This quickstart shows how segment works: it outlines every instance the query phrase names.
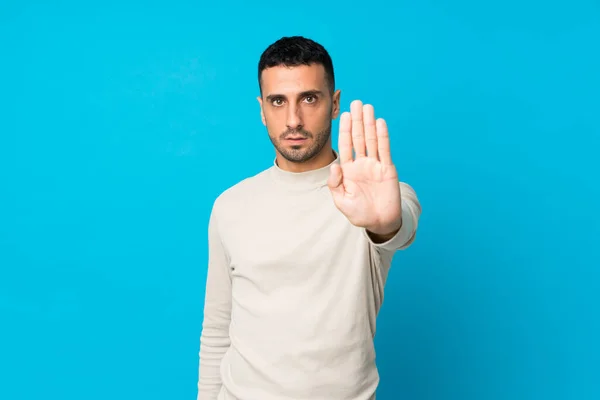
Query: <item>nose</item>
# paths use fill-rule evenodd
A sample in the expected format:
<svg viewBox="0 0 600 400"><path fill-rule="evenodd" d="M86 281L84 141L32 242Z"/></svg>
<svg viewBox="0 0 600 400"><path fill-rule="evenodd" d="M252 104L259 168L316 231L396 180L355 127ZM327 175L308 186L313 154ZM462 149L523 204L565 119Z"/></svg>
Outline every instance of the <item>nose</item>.
<svg viewBox="0 0 600 400"><path fill-rule="evenodd" d="M289 130L302 128L302 115L300 107L290 105L287 112L287 127Z"/></svg>

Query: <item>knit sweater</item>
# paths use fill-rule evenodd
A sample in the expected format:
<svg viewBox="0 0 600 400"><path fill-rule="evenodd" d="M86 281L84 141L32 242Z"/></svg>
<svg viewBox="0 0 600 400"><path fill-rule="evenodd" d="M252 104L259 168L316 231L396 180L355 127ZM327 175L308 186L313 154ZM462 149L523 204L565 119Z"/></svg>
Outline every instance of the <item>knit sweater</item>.
<svg viewBox="0 0 600 400"><path fill-rule="evenodd" d="M215 200L198 400L375 398L376 317L421 206L399 182L402 227L377 243L334 205L329 168L274 162Z"/></svg>

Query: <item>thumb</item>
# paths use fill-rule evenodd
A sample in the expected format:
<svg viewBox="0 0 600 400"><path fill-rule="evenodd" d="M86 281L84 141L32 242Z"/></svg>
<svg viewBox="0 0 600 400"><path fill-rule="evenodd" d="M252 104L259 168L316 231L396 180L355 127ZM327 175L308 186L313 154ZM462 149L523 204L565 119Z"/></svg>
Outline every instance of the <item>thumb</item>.
<svg viewBox="0 0 600 400"><path fill-rule="evenodd" d="M342 167L339 164L332 164L329 170L327 186L329 186L332 193L342 194L344 192L344 185L342 183Z"/></svg>

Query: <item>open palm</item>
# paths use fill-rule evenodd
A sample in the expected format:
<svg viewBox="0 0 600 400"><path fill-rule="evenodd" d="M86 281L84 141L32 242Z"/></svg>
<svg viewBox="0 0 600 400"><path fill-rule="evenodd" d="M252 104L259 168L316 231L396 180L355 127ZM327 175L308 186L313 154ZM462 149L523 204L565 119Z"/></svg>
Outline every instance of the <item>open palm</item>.
<svg viewBox="0 0 600 400"><path fill-rule="evenodd" d="M353 156L354 150L354 156ZM340 117L340 163L328 186L336 207L356 226L389 234L402 222L402 199L390 154L388 129L371 105L358 100Z"/></svg>

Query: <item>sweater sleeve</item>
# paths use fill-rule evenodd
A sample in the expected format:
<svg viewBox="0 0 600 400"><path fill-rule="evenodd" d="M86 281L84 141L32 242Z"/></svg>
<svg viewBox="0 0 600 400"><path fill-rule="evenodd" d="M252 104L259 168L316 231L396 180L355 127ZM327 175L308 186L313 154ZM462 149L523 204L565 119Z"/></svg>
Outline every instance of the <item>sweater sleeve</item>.
<svg viewBox="0 0 600 400"><path fill-rule="evenodd" d="M216 400L221 390L221 361L230 346L231 275L219 235L215 207L208 224L208 272L200 335L197 400Z"/></svg>
<svg viewBox="0 0 600 400"><path fill-rule="evenodd" d="M379 312L383 303L384 287L392 265L392 258L396 251L406 249L414 242L421 216L421 204L413 188L400 182L400 193L402 195L402 226L394 237L386 242L376 243L363 228L363 234L371 249L371 284L374 295L373 307L376 312ZM374 327L375 321L371 322Z"/></svg>

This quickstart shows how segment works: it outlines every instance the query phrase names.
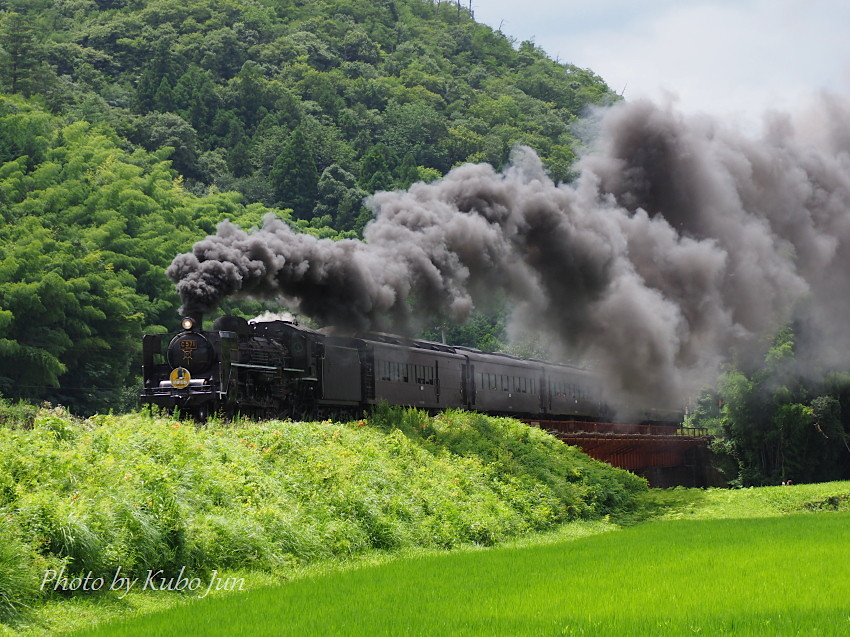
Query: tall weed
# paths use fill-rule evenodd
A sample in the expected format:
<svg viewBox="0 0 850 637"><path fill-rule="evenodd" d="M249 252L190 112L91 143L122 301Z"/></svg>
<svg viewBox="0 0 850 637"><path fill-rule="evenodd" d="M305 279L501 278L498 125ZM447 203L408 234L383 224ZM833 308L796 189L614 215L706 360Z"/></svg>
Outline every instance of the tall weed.
<svg viewBox="0 0 850 637"><path fill-rule="evenodd" d="M0 519L0 622L19 617L35 597L36 576L28 553L9 519Z"/></svg>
--------
All of the entries above are to be duplicated exactly, with every image left out.

WRITTEN ANSWER:
This quickstart shows how segment works: it outlines every instance the query phrase names.
Query: <item>nose</item>
# paths use fill-rule evenodd
A sample in the expected format:
<svg viewBox="0 0 600 400"><path fill-rule="evenodd" d="M86 281L84 141L32 242Z"/></svg>
<svg viewBox="0 0 600 400"><path fill-rule="evenodd" d="M252 104L259 168L316 231L396 180L355 127ZM327 175L308 186L313 154ZM462 149L523 204L565 119Z"/></svg>
Outline every instance of the <item>nose</item>.
<svg viewBox="0 0 600 400"><path fill-rule="evenodd" d="M289 130L302 128L302 115L300 107L290 105L287 112L287 127Z"/></svg>

Query: <item>knit sweater</item>
# paths use fill-rule evenodd
A sample in the expected format:
<svg viewBox="0 0 600 400"><path fill-rule="evenodd" d="M86 281L84 141L32 242Z"/></svg>
<svg viewBox="0 0 600 400"><path fill-rule="evenodd" d="M252 104L259 168L316 231L396 180L355 127ZM327 175L308 186L313 154ZM462 149L523 204L565 119Z"/></svg>
Outline every instance of the <item>knit sweater</item>.
<svg viewBox="0 0 600 400"><path fill-rule="evenodd" d="M215 200L198 400L375 398L376 317L421 206L399 182L402 227L377 243L334 205L329 168L274 162Z"/></svg>

Query: <item>thumb</item>
# paths use fill-rule evenodd
A sample in the expected format:
<svg viewBox="0 0 600 400"><path fill-rule="evenodd" d="M86 281L84 141L32 242Z"/></svg>
<svg viewBox="0 0 600 400"><path fill-rule="evenodd" d="M252 104L259 168L316 231L396 180L355 127ZM327 175L308 186L313 154ZM462 149L523 204L565 119Z"/></svg>
Outline every instance of the <item>thumb</item>.
<svg viewBox="0 0 600 400"><path fill-rule="evenodd" d="M342 167L339 164L332 164L329 170L327 186L329 186L332 193L342 194L344 192L344 185L342 183Z"/></svg>

Query: <item>open palm</item>
# paths use fill-rule evenodd
A sample in the expected format:
<svg viewBox="0 0 600 400"><path fill-rule="evenodd" d="M86 281L84 141L32 242Z"/></svg>
<svg viewBox="0 0 600 400"><path fill-rule="evenodd" d="M252 104L259 168L316 231L396 180L355 127ZM327 175L308 186L313 154ZM462 149L523 204L565 119Z"/></svg>
Outline every instance of the <item>open palm</item>.
<svg viewBox="0 0 600 400"><path fill-rule="evenodd" d="M353 156L354 150L354 156ZM340 117L340 163L328 186L336 207L356 226L389 234L402 222L402 199L390 154L388 129L371 105L358 100Z"/></svg>

Query: <item>sweater sleeve</item>
# paths use fill-rule evenodd
A sample in the expected format:
<svg viewBox="0 0 600 400"><path fill-rule="evenodd" d="M86 281L84 141L32 242Z"/></svg>
<svg viewBox="0 0 600 400"><path fill-rule="evenodd" d="M252 104L259 168L316 231L396 180L355 127ZM327 175L308 186L313 154ZM462 149L523 204L565 119Z"/></svg>
Outline every instance of the <item>sweater sleeve</item>.
<svg viewBox="0 0 600 400"><path fill-rule="evenodd" d="M216 400L221 390L221 361L230 346L231 275L219 235L215 207L208 224L208 272L200 335L197 400Z"/></svg>
<svg viewBox="0 0 600 400"><path fill-rule="evenodd" d="M379 312L383 303L384 287L392 265L392 258L396 251L406 249L414 242L421 216L421 204L413 188L400 182L400 193L402 195L402 226L394 237L386 242L376 243L363 228L363 234L371 249L371 284L374 295L373 307L376 312ZM374 327L375 321L371 322Z"/></svg>

This quickstart shows how segment works: it outlines every instance the query phrase names.
Query: tall weed
# paths use fill-rule evenodd
A sample in the expected format:
<svg viewBox="0 0 850 637"><path fill-rule="evenodd" d="M249 252L190 112L91 143L122 301Z"/></svg>
<svg viewBox="0 0 850 637"><path fill-rule="evenodd" d="M305 279L501 278L498 125ZM447 203L408 234L383 224ZM833 308L796 189L614 215L706 360Z"/></svg>
Outline every instance of the tall weed.
<svg viewBox="0 0 850 637"><path fill-rule="evenodd" d="M0 519L0 622L19 617L35 597L36 576L28 553L9 519Z"/></svg>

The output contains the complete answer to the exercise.